_EXTRACT TO READ_.
Based upon and subject to the foregoing and the other matters set forth herein, and having regard for such legal considerations as we deem relevant, we are of the opinion that:

1. The New Notes, when delivered by the Company in the manner and upon the terms set forth in the Exchange Offer, will be legally issued and valid and binding obligations of the Company, enforceable against the Company in accordance with their terms.

2. The New Note Guarantee, when delivered by the Guarantor in the manner and upon the terms set forth in the Exchange Offer, will be legally issued and a valid and binding obligation of the Guarantor, enforceable against the Guarantor in accordance with its terms.

The opinions above are each subject to (i) the effect of any bankruptcy, insolvency, reorganization, moratorium, arrangement or similar laws affecting the rights and remedies of creditors’ generally, including without limitation the effect of statutory or other laws regarding fraudulent transfers or preferential transfers and (ii) general principles of equity, including without limitation concepts of materiality, reasonableness, good faith and fair dealing and the possible unavailability of specific performance, injunctive relief or other equitable remedies regardless of whether enforceability is considered in a proceeding in equity or at law.

We render no opinion herein as to matters involving the laws of any jurisdiction other than the laws of the State of New York, the provisions of the Delaware General Corporation Law and the federal laws of the United States of America. We are not qualified to practice law in the State of Delaware. This opinion is limited to the effect of the current laws of the State of New York, the provisions of the Delaware General Corporation Law and the federal laws of the United States of America and the facts as they currently exist. We assume no obligation to revise or supplement this opinion in the event of future changes in such laws or the interpretations thereof or the facts as they currently exist.

We hereby consent to the deemed incorporation by reference of this opinion into the Registration Statement and the Prospectus and to the references to our firm therein. In giving this consent, we do not admit that we are “experts” within the meaning of Section 11 of the Securities Act or within the category of persons whose consent is required by Section 7 of the Securities Act.

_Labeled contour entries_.
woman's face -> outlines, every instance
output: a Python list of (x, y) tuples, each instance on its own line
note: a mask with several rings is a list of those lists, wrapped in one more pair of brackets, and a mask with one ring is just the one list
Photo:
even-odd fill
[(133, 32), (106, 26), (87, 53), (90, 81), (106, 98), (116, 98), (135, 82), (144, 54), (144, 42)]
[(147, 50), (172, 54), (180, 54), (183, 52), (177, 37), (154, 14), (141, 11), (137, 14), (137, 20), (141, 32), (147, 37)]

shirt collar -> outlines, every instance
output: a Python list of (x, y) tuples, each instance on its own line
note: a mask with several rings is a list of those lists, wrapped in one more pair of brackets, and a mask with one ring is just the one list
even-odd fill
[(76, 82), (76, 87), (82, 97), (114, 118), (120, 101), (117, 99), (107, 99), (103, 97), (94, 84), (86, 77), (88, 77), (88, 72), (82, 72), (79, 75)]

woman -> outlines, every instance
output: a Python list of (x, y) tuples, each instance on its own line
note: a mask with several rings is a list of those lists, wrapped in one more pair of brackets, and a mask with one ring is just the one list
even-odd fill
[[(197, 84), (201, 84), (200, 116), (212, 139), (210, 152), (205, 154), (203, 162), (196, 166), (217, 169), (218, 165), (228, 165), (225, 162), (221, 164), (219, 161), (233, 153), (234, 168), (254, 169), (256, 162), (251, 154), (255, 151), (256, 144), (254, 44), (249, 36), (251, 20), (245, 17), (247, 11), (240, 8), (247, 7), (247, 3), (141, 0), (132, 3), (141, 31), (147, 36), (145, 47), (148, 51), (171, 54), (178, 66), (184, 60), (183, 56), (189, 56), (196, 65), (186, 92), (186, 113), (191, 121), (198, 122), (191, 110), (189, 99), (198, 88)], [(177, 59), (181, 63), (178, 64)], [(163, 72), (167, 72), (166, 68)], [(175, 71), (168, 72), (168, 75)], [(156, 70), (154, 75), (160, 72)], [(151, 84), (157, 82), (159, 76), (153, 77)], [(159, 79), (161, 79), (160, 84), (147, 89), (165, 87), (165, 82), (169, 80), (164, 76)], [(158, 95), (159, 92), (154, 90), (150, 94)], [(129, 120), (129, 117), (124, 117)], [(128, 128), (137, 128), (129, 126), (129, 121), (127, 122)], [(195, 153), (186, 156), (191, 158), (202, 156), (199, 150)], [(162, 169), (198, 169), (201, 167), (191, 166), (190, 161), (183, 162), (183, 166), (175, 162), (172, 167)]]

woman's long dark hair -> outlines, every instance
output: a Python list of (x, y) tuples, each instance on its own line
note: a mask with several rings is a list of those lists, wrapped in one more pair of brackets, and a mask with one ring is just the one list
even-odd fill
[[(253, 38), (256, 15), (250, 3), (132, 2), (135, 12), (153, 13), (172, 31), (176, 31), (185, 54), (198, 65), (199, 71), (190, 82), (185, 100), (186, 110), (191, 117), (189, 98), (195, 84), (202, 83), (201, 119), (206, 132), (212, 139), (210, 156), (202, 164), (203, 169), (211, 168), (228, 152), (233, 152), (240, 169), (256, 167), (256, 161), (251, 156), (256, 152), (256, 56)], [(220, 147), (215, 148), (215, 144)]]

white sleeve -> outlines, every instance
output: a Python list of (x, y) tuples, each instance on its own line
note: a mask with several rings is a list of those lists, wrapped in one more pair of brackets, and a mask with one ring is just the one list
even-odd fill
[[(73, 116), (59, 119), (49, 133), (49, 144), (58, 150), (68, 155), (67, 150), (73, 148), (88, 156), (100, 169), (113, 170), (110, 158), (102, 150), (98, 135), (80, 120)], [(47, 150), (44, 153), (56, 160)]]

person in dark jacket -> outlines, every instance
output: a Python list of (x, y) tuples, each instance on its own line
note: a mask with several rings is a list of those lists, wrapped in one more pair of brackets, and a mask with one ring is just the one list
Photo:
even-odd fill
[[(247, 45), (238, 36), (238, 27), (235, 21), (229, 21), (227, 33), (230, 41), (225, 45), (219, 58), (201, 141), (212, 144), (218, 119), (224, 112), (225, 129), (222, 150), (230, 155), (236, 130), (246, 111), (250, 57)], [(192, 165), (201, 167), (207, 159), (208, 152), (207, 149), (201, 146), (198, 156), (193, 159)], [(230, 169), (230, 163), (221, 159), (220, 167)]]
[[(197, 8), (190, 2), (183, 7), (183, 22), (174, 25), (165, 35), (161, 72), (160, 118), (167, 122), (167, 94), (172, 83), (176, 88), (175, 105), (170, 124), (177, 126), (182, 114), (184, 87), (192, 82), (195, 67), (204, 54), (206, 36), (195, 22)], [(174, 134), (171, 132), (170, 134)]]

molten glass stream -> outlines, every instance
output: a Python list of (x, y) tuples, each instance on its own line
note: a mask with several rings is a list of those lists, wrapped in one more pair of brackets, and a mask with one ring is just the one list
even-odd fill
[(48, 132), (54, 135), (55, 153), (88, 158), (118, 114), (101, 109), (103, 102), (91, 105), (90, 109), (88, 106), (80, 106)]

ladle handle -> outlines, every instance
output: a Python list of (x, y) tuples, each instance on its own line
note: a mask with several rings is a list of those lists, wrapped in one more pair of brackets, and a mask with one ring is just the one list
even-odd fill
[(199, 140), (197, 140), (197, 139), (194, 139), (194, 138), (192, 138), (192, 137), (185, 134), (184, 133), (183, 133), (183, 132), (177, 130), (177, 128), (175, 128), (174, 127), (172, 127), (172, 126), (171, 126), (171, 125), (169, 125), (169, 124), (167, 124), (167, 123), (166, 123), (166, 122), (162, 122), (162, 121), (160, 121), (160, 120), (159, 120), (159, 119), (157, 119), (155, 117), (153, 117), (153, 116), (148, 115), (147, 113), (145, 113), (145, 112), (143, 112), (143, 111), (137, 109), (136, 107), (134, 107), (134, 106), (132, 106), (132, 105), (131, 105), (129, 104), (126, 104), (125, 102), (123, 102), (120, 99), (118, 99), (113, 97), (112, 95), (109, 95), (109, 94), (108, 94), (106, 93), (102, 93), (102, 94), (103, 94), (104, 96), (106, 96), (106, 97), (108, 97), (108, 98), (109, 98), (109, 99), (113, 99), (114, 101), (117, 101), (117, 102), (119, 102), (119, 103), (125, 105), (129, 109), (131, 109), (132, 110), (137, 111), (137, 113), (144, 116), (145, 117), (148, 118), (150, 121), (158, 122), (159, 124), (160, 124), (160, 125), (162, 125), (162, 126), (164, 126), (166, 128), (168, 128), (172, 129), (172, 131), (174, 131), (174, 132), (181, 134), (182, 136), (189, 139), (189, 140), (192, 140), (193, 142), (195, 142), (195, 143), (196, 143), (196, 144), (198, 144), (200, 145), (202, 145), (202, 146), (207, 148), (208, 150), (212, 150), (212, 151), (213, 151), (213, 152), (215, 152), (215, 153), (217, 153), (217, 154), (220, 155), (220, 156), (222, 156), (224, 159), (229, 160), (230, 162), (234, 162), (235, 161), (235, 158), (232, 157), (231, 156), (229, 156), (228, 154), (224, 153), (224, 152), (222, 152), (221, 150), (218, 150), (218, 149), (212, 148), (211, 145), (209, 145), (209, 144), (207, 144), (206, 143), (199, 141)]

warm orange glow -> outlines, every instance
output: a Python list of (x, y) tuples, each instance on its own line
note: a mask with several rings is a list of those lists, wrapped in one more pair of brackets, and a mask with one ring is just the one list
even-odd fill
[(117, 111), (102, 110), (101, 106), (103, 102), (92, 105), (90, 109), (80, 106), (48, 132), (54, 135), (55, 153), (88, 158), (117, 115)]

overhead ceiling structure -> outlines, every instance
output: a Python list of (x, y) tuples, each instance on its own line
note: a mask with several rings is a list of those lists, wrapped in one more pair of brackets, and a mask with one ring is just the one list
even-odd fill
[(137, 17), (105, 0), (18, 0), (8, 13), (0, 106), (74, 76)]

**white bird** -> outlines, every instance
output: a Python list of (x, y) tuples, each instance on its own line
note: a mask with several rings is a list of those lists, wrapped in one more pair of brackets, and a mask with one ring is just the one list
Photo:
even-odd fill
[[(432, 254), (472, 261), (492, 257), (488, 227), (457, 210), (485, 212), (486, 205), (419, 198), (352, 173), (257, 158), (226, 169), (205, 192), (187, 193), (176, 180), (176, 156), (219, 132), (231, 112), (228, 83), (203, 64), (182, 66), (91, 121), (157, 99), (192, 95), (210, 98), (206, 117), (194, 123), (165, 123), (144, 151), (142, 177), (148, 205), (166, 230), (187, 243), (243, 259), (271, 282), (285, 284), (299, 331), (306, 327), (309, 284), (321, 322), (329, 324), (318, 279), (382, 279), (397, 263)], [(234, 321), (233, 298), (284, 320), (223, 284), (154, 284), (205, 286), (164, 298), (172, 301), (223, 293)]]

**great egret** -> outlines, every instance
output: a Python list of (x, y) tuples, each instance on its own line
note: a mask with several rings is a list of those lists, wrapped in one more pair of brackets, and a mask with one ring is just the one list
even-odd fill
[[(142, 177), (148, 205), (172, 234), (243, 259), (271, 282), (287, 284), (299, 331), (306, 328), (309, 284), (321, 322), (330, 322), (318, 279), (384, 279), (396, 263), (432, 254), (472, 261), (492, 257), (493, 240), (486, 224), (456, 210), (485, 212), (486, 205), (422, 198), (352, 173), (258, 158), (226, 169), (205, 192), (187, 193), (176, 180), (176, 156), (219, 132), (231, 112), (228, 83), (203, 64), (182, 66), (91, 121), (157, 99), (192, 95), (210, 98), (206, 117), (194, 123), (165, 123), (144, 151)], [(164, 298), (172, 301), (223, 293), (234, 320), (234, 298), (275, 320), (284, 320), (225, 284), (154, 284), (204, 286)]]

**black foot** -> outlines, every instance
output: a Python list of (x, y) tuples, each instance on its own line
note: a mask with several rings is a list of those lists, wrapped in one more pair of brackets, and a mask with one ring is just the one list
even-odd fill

_SHORT EXERCISE 1_.
Answer these questions about the legal opinion:
(a) Who delivers the New Note Guarantee?
(b) In which state is the firm not qualified to practice law?
(c) Which two sections of the Securities Act are named in the consent paragraph?
_SHORT EXERCISE 2_.
Retype everything in the legal opinion from "We hereby consent" down to "the Securities Act.".

_CORRECT ANSWER 1_.
(a) The Guarantor.
(b) Delaware.
(c) Section 11 and Section 7.

_CORRECT ANSWER 2_.
We hereby consent to the deemed incorporation by reference of this opinion into the Registration Statement and the Prospectus and to the references to our firm therein. In giving this consent, we do not admit that we are “experts” within the meaning of Section 11 of the Securities Act or within the category of persons whose consent is required by Section 7 of the Securities Act.